● PROBLEM TO WORK ON
Transcribe, word for word, the line containing "Task — mark the cinema" and each line following it through the end of the listing below. Omit all other lines.

● RECORDS FOR THE TASK
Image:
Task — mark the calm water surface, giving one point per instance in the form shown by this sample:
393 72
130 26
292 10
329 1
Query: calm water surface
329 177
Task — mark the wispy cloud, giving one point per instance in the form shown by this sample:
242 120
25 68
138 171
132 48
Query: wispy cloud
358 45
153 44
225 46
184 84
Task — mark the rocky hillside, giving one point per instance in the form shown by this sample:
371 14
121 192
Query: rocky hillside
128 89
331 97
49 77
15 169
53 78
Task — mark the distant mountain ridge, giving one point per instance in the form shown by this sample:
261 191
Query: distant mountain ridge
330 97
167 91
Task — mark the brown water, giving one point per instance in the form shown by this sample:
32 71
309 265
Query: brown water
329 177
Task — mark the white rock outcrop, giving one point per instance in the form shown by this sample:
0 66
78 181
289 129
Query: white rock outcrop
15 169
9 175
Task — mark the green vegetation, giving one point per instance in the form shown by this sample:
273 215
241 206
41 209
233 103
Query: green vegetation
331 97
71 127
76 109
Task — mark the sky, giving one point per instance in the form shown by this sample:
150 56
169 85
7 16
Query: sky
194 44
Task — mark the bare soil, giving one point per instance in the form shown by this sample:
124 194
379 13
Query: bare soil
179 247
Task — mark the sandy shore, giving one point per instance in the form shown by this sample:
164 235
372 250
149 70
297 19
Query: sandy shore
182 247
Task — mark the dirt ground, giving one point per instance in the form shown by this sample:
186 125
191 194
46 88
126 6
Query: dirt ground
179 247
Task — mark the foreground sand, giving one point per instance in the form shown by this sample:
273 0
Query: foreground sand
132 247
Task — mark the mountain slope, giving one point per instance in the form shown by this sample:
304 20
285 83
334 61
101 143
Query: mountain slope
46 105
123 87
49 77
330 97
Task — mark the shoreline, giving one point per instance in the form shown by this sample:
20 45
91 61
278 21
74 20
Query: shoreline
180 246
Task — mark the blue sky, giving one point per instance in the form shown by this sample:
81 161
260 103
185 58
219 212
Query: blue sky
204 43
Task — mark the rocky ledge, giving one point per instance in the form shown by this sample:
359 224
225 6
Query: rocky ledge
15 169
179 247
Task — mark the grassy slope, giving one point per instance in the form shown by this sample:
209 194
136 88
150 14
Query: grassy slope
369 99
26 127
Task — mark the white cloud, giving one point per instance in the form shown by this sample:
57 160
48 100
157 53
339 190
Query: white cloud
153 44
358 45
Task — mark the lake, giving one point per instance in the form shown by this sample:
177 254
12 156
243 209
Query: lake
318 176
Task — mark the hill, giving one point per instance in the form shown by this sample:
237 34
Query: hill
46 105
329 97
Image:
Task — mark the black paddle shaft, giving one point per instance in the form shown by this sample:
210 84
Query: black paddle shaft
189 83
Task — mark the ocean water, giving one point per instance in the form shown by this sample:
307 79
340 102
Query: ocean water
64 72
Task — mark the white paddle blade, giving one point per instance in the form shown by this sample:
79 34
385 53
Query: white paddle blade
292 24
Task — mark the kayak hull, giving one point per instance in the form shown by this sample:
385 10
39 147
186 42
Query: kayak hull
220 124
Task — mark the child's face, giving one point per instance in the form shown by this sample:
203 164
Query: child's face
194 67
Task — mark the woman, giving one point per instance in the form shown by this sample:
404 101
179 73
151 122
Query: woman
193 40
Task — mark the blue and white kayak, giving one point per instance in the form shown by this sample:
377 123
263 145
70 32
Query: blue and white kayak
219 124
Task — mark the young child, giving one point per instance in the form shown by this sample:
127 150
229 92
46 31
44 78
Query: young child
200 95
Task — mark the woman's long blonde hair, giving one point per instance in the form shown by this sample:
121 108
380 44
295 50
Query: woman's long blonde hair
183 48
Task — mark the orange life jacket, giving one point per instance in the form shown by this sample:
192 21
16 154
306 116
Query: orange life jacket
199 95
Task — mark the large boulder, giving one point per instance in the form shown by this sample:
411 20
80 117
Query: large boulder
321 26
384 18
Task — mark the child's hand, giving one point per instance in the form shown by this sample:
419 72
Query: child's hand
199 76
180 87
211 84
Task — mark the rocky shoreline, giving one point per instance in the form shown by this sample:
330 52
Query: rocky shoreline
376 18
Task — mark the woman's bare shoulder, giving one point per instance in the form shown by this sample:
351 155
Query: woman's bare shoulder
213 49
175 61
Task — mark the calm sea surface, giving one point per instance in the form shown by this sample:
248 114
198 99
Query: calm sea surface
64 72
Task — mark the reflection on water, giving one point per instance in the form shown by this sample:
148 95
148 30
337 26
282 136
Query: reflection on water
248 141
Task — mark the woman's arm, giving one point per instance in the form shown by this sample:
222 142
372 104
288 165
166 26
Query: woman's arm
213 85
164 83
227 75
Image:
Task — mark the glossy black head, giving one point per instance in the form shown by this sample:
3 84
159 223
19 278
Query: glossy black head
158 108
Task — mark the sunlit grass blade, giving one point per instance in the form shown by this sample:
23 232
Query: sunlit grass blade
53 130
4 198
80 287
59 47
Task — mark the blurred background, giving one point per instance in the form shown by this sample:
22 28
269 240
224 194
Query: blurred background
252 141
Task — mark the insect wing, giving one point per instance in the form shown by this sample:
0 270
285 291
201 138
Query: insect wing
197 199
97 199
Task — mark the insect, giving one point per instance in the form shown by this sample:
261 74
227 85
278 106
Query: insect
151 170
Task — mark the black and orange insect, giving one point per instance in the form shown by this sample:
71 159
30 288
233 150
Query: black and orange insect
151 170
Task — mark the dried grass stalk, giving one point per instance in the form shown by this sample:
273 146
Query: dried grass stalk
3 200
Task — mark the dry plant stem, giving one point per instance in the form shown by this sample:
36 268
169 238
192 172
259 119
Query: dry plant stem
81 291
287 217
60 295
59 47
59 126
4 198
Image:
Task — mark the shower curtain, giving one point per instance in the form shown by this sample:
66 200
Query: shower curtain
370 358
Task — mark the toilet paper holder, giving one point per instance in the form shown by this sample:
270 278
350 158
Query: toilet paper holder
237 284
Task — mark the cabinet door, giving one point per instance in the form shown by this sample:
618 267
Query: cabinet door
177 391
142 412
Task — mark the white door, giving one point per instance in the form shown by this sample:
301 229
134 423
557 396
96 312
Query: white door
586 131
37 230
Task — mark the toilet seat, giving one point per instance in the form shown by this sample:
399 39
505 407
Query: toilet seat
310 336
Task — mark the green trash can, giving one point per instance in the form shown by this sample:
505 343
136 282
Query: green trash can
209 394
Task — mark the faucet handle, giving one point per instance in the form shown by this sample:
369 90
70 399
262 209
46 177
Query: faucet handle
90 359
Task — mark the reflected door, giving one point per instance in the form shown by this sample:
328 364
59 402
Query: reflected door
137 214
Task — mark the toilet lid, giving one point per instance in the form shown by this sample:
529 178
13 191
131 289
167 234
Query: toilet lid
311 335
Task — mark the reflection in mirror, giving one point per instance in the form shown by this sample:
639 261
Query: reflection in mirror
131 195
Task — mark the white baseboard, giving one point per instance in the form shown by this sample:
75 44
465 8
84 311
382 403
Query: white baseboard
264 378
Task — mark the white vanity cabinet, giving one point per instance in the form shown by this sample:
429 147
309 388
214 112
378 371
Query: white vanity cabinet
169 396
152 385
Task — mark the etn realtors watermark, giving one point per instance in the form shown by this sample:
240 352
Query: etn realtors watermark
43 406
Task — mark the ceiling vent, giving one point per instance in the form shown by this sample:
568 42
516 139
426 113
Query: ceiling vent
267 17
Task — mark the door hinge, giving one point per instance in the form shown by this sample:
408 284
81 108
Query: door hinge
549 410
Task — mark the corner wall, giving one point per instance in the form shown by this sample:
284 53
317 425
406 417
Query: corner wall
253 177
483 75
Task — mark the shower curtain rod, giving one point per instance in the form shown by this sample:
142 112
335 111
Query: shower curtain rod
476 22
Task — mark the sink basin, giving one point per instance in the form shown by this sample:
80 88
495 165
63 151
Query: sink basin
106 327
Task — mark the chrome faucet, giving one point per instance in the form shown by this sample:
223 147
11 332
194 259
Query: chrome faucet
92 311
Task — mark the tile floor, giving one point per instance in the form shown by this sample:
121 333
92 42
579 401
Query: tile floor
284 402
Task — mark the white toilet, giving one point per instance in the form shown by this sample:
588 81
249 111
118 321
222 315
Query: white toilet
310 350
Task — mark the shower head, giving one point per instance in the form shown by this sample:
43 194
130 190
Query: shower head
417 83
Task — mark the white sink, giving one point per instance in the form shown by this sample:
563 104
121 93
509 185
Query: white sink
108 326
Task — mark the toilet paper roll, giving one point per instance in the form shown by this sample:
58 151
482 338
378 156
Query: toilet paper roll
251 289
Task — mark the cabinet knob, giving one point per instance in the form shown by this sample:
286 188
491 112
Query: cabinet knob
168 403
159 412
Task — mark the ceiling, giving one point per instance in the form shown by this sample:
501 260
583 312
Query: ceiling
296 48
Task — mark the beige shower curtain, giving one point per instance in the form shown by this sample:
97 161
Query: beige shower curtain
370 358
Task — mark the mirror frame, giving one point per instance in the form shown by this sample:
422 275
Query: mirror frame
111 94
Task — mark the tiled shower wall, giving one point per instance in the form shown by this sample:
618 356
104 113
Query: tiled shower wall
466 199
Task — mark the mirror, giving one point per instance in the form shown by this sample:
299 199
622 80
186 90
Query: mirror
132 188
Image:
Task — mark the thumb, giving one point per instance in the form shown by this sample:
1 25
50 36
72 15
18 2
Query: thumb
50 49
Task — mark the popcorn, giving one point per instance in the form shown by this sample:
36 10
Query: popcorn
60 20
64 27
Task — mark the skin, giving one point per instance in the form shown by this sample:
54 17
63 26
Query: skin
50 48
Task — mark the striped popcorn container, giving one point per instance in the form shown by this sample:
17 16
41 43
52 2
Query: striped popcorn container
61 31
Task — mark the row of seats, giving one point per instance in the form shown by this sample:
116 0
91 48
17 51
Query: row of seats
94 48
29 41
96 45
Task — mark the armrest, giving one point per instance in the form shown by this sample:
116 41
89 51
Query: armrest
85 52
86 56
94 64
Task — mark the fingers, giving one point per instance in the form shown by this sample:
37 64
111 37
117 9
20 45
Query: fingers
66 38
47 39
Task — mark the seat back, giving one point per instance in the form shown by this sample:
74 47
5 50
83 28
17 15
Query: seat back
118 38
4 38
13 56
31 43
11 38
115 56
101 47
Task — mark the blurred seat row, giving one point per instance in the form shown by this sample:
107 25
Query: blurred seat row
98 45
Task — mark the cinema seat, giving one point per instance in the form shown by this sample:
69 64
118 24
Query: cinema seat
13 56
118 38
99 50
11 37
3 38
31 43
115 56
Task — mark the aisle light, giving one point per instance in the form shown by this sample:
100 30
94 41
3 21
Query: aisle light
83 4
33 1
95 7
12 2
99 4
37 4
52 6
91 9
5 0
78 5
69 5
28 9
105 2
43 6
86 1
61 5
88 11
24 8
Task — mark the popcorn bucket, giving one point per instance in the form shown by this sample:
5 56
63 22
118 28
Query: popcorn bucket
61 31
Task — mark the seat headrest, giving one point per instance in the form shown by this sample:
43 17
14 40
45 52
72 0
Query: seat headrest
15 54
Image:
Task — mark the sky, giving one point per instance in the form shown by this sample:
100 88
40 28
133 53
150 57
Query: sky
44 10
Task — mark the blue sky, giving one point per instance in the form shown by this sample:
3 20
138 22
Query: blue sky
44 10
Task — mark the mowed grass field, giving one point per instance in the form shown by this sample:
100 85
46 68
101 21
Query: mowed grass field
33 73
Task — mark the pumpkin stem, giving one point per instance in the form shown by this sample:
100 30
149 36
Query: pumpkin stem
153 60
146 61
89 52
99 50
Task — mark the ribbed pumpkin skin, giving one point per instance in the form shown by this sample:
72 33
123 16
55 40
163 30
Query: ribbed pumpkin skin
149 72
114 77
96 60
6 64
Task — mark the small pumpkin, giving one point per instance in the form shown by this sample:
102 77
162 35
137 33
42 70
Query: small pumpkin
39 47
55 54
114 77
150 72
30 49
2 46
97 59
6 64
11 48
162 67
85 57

● SOLUTION TO THE EXERCISE
Task — mark the cinema seat, giving one point per instance in the form shown by this sample:
69 64
118 24
Query: cinema seat
13 56
118 38
99 50
11 37
3 38
31 43
115 56
Task — mark the aisle light, giving one point per instance in the form shown by this sample:
100 30
94 41
3 21
Query: aisle light
83 4
33 1
95 7
12 2
99 4
37 4
52 6
91 9
5 0
78 5
69 5
28 9
105 2
43 6
86 1
61 5
88 11
24 8
Task — mark the popcorn bucket, giving one point per instance in the form shown by this sample:
5 56
63 22
118 28
Query: popcorn bucket
61 31
Task — mark the seat headrest, giving one point per instance in the form shown by this sample:
43 17
14 40
45 52
72 0
Query: seat headrest
15 54
Image:
Task — mark the sky, giving one point per instance in the form shown by this sample:
100 88
40 28
133 53
150 57
Query: sky
44 10
Task — mark the blue sky, giving one point per instance in the form shown by this sample:
3 20
138 22
Query: blue sky
44 10
Task — mark the mowed grass field, giving one point per instance in the form shown by this sample:
100 85
46 68
101 21
Query: mowed grass field
33 73
Task — mark the pumpkin stem, giving one point per instance in the form shown by this sample:
100 30
149 36
Query: pumpkin stem
153 60
146 61
89 52
99 50
Task — mark the ribbed pumpkin skin, giving one point per instance in the form shown by this sample:
72 33
123 16
55 40
163 30
Query: ribbed pumpkin skin
149 72
114 77
96 60
6 64
Task — mark the small pumpkin, giving one point per instance in the form shown by this sample:
102 77
162 35
137 33
42 70
Query: small pumpkin
39 47
55 54
114 77
150 72
30 49
2 46
97 59
6 64
11 48
162 67
85 57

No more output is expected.